Start Material provided

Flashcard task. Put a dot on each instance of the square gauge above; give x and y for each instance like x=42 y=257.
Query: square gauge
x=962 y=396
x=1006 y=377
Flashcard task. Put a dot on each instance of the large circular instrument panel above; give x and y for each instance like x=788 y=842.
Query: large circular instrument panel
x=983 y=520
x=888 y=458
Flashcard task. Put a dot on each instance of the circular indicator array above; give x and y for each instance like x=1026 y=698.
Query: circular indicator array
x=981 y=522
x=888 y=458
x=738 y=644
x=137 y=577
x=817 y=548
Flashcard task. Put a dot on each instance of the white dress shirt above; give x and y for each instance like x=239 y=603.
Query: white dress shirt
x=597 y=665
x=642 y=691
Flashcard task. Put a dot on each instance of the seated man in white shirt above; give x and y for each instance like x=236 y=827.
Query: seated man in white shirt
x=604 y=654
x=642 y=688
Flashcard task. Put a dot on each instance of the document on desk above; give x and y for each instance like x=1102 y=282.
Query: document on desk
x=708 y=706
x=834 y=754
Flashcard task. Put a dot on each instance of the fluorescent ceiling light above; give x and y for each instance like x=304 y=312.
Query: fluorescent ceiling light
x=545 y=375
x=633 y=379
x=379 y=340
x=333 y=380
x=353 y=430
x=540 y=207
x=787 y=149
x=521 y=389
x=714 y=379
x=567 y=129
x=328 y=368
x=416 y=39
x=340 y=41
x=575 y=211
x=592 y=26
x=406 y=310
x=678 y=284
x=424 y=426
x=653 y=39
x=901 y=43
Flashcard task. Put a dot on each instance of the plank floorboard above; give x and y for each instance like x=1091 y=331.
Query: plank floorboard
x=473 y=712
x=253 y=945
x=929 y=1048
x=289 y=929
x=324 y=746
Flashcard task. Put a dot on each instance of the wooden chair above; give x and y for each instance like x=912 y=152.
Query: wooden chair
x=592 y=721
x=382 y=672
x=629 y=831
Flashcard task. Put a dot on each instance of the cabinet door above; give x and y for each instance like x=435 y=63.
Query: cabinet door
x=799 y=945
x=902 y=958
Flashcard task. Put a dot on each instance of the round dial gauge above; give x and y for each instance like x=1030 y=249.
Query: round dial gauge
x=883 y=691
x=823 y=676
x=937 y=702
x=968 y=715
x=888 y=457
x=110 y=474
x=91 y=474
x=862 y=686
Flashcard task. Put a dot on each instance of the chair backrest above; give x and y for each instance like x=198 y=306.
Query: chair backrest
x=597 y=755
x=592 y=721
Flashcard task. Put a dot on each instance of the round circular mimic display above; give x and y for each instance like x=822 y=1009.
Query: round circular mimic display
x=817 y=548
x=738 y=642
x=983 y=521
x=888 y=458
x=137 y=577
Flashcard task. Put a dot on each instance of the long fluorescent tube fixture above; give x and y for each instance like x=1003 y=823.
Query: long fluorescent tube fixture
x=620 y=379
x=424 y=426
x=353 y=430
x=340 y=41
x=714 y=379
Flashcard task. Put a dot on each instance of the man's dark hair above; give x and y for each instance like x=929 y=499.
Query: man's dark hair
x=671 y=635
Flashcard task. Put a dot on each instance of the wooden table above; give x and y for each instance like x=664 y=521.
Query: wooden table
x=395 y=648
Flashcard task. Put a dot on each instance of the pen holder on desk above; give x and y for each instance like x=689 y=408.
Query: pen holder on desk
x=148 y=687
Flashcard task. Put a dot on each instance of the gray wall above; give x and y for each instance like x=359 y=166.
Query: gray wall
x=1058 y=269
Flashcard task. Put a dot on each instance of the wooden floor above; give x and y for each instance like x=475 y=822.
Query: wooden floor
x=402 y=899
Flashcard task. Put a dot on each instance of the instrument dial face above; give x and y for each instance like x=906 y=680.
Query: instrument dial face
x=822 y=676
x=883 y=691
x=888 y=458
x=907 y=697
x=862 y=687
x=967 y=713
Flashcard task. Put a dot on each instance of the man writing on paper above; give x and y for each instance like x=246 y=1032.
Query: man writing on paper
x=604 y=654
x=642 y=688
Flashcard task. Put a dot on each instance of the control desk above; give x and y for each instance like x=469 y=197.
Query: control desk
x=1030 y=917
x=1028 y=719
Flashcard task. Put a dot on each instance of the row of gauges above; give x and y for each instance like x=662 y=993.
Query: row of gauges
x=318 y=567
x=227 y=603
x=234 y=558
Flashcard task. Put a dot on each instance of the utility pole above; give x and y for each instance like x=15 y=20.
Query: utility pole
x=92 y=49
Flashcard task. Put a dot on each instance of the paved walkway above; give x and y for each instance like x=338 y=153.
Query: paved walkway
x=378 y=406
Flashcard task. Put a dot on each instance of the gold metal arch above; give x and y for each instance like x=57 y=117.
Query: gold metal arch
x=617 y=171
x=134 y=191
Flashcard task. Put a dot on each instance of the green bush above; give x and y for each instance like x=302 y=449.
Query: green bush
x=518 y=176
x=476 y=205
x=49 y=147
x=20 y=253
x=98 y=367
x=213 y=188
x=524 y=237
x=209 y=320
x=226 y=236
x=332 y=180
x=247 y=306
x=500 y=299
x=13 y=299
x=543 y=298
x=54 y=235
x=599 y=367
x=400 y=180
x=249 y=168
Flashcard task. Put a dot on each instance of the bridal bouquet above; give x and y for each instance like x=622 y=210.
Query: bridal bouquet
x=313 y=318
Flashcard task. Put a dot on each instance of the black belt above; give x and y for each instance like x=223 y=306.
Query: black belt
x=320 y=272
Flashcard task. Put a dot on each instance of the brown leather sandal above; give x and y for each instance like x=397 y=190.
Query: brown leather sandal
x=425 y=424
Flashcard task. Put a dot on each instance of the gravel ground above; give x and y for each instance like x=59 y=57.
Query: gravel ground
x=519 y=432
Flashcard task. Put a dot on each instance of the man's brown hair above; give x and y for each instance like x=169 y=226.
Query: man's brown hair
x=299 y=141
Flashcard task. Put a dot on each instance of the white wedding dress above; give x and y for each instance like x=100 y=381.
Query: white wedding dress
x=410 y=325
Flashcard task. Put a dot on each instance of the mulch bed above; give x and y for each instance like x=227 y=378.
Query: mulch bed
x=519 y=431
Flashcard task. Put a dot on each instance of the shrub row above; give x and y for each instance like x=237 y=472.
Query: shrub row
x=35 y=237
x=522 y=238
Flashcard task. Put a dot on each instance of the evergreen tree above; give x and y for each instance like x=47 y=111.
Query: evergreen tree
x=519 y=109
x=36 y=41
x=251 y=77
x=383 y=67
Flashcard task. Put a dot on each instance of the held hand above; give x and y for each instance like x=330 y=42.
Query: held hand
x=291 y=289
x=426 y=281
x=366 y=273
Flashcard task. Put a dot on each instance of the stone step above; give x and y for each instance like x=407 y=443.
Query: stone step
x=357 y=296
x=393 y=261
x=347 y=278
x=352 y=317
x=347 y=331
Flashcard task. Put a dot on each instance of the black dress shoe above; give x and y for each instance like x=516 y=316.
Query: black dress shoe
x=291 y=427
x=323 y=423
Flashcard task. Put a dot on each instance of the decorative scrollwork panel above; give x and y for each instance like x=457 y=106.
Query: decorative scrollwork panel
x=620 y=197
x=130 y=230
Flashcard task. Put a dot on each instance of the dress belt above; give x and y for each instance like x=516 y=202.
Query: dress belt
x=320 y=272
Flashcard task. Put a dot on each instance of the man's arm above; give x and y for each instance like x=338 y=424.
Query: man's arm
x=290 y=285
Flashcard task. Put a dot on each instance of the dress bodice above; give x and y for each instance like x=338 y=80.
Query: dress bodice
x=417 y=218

End Material provided

• **Stated problem**: Put every line of the listing above into a numbered list, leaving out any blank lines.

• **Result of the task**:
1. Flashcard task. Put a dot on each instance of the square gauge above; give x and y for each instance like x=42 y=257.
2. Query: square gauge
3. x=962 y=396
4. x=1006 y=377
5. Flashcard task. Put a dot on each instance of the large circular instrument panel above; give x and y for each instance like x=788 y=842.
6. Query: large circular instrument panel
7. x=983 y=520
8. x=888 y=458
9. Flashcard task. Put a dot on each instance of the circular indicator array above; give x and y for each instance like x=1026 y=698.
10. Query: circular indicator array
11. x=981 y=522
12. x=888 y=458
13. x=738 y=644
14. x=137 y=577
15. x=817 y=548
16. Flashcard task. Put a dot on each instance of the white dress shirt above; give x and y for each instance like x=239 y=603.
17. Query: white dress shirt
18. x=597 y=665
19. x=642 y=691
20. Flashcard task. Put a dot on each instance of the seated man in white shirt above; give x and y for each instance like x=236 y=827.
21. Query: seated man in white shirt
22. x=604 y=654
23. x=642 y=688
24. Flashcard task. Put a dot on each instance of the document on desk above; give x and y for each instance like x=1102 y=282.
25. Query: document on desk
26. x=708 y=706
27. x=834 y=754
28. Flashcard task. Put a dot on each instance of the fluorescent ceiling light above; give x and y for each instance like x=304 y=312.
29. Query: fluorescent ceiling light
30. x=545 y=375
31. x=633 y=379
32. x=379 y=340
33. x=333 y=380
34. x=353 y=430
35. x=540 y=207
36. x=787 y=149
37. x=521 y=389
38. x=714 y=379
39. x=567 y=129
40. x=328 y=368
41. x=416 y=39
42. x=340 y=41
43. x=575 y=211
44. x=592 y=26
45. x=406 y=310
46. x=678 y=284
47. x=424 y=426
48. x=653 y=39
49. x=901 y=43
50. Flashcard task. Put a dot on each instance of the plank floorboard above; give x and y for each instance like x=1091 y=331.
51. Query: plank floorboard
52. x=473 y=712
53. x=253 y=945
54. x=929 y=1048
55. x=289 y=929
56. x=324 y=746
57. Flashcard task. Put a dot on each instance of the wooden chair above; give x and y for each instance like x=912 y=152.
58. Query: wooden chair
59. x=592 y=721
60. x=382 y=672
61. x=629 y=831
62. Flashcard task. Put a dot on each instance of the cabinet door above; give x and y for each instance like x=435 y=63.
63. Query: cabinet door
64. x=799 y=945
65. x=902 y=958
66. Flashcard task. Put a dot on each instance of the round dial gauge above; give x and y for each instance like x=1030 y=249.
67. Query: round dial gauge
68. x=883 y=691
69. x=823 y=676
70. x=937 y=702
71. x=968 y=715
72. x=888 y=457
73. x=110 y=474
74. x=91 y=474
75. x=862 y=686
76. Flashcard task. Put a dot on each instance of the chair backrest above; give x and y for each instance like x=198 y=306.
77. Query: chair backrest
78. x=597 y=755
79. x=592 y=721
80. Flashcard task. Put a dot on each instance of the round circular mimic display above; give x and y for each instance like x=822 y=1009.
81. Query: round circular mimic display
82. x=817 y=548
83. x=738 y=642
84. x=983 y=521
85. x=888 y=458
86. x=137 y=577
87. Flashcard task. Put a dot on each instance of the long fluorescent tube fixture above; give x and y for each instance like x=1003 y=823.
88. Query: long fluorescent tube fixture
89. x=620 y=379
90. x=424 y=426
91. x=353 y=430
92. x=340 y=41
93. x=714 y=379
94. Flashcard task. Put a dot on each instance of the man's dark hair above; give x and y for each instance like x=929 y=499.
95. Query: man's dark hair
96. x=671 y=635
97. Flashcard task. Put a dot on each instance of the wooden table above; give x and y for each instance like x=664 y=521.
98. Query: wooden table
99. x=395 y=648
100. Flashcard task. Put a dot on each instance of the pen holder on desk above; give x and y for each instance like x=689 y=408.
101. Query: pen holder on desk
102. x=148 y=687
103. Flashcard task. Put a dot on each instance of the gray wall above; give x and y for each instance like x=359 y=166.
104. Query: gray wall
105. x=1058 y=269
106. Flashcard task. Put a dot on each instance of the wooden floor above; give x and y for each instance like x=475 y=822.
107. Query: wooden floor
108. x=402 y=899
109. Flashcard task. Put a dot on each instance of the instrument dial face above; give x and y for each instance like x=906 y=680.
110. Query: instrument dial face
111. x=822 y=676
112. x=883 y=691
113. x=888 y=458
114. x=907 y=697
115. x=862 y=687
116. x=967 y=713
117. Flashcard task. Put a dot on each instance of the man writing on paper above; give x and y for each instance like x=246 y=1032.
118. Query: man writing on paper
119. x=604 y=654
120. x=642 y=688
121. Flashcard task. Put a dot on each instance of the control desk above; give x and y for each instance like x=469 y=197.
122. Query: control desk
123. x=1030 y=917
124. x=1028 y=719
125. Flashcard task. Put a dot on each instance of the row of gauges above; give x and y for each instance like x=662 y=993.
126. Query: row of gauges
127. x=318 y=567
128. x=227 y=603
129. x=234 y=558
130. Flashcard task. Put a dot on each instance of the utility pole above; give x and y for each instance like x=15 y=20.
131. Query: utility pole
132. x=92 y=49
133. Flashcard task. Put a dot on each instance of the paved walkway above; give x and y for each instance like x=338 y=153.
134. Query: paved walkway
135. x=378 y=406
136. Flashcard task. Put a dot on each instance of the gold metal arch above; give x and y for each instance like x=57 y=117.
137. Query: gold metal arch
138. x=617 y=171
139. x=134 y=191
140. Flashcard task. Put a dot on each instance of the green bush above; give x and y for each instance like x=302 y=449.
141. Query: green bush
142. x=518 y=176
143. x=476 y=205
144. x=49 y=147
145. x=20 y=253
146. x=98 y=367
147. x=213 y=188
148. x=524 y=237
149. x=209 y=320
150. x=226 y=236
151. x=332 y=180
152. x=247 y=306
153. x=500 y=299
154. x=13 y=299
155. x=543 y=298
156. x=54 y=235
157. x=599 y=367
158. x=400 y=180
159. x=249 y=168
160. Flashcard task. Put a dot on each instance of the bridal bouquet above; give x and y for each instance like x=622 y=210.
161. Query: bridal bouquet
162. x=313 y=318
163. Flashcard task. Put a dot on each instance of the black belt above; give x and y for each instance like x=223 y=306.
164. Query: black belt
165. x=320 y=272
166. Flashcard task. Put a dot on each instance of the brown leather sandal above; give x and y for each instance like x=397 y=190.
167. Query: brown leather sandal
168. x=425 y=424
169. Flashcard task. Put a dot on each instance of the gravel ground above; give x and y for each instance like x=59 y=57.
170. Query: gravel ground
171. x=519 y=432
172. Flashcard task. Put a dot on each instance of the man's brown hair above; give x and y for each instance like x=169 y=226.
173. Query: man's brown hair
174. x=299 y=141
175. Flashcard task. Put a dot on each instance of the white wedding dress above; give x and y for each instance like x=100 y=381.
176. Query: white wedding dress
177. x=410 y=325
178. Flashcard task. Put a dot on each instance of the mulch bed above; give x and y for each instance like x=227 y=378.
179. Query: mulch bed
180. x=519 y=431
181. Flashcard task. Put a dot on each instance of the shrub row above; give x and y for each instance like x=237 y=472.
182. Query: shrub row
183. x=35 y=237
184. x=522 y=238
185. Flashcard task. Put a dot on each instance of the evergreen tree above; give x and y for each instance like x=47 y=111.
186. Query: evergreen tree
187. x=519 y=109
188. x=36 y=41
189. x=251 y=77
190. x=383 y=67
191. Flashcard task. Put a dot on each instance of the held hand above; give x and y for each instance like x=330 y=42.
192. Query: held hand
193. x=291 y=289
194. x=426 y=281
195. x=366 y=273
196. Flashcard task. Put a dot on each instance of the stone step above; give x and y for each instance like x=407 y=443.
197. Query: stone step
198. x=357 y=296
199. x=393 y=261
200. x=347 y=278
201. x=352 y=317
202. x=347 y=331
203. Flashcard task. Put a dot on each instance of the black dress shoe above; give x and y for each instance like x=516 y=316.
204. Query: black dress shoe
205. x=291 y=427
206. x=323 y=423
207. Flashcard task. Put a dot on each instance of the decorative scrollwork panel above; give x and y for each instance like x=457 y=106.
208. Query: decorative scrollwork panel
209. x=620 y=197
210. x=130 y=230
211. Flashcard task. Put a dot on each instance of the dress belt above; give x and y for each instance like x=516 y=202.
212. Query: dress belt
213. x=320 y=272
214. Flashcard task. Put a dot on each instance of the man's arm above; give x and y for each instance like x=338 y=424.
215. Query: man's arm
216. x=290 y=285
217. Flashcard task. Put a dot on each instance of the dress bodice above; give x and y for each instance like x=338 y=80.
218. Query: dress bodice
219. x=417 y=218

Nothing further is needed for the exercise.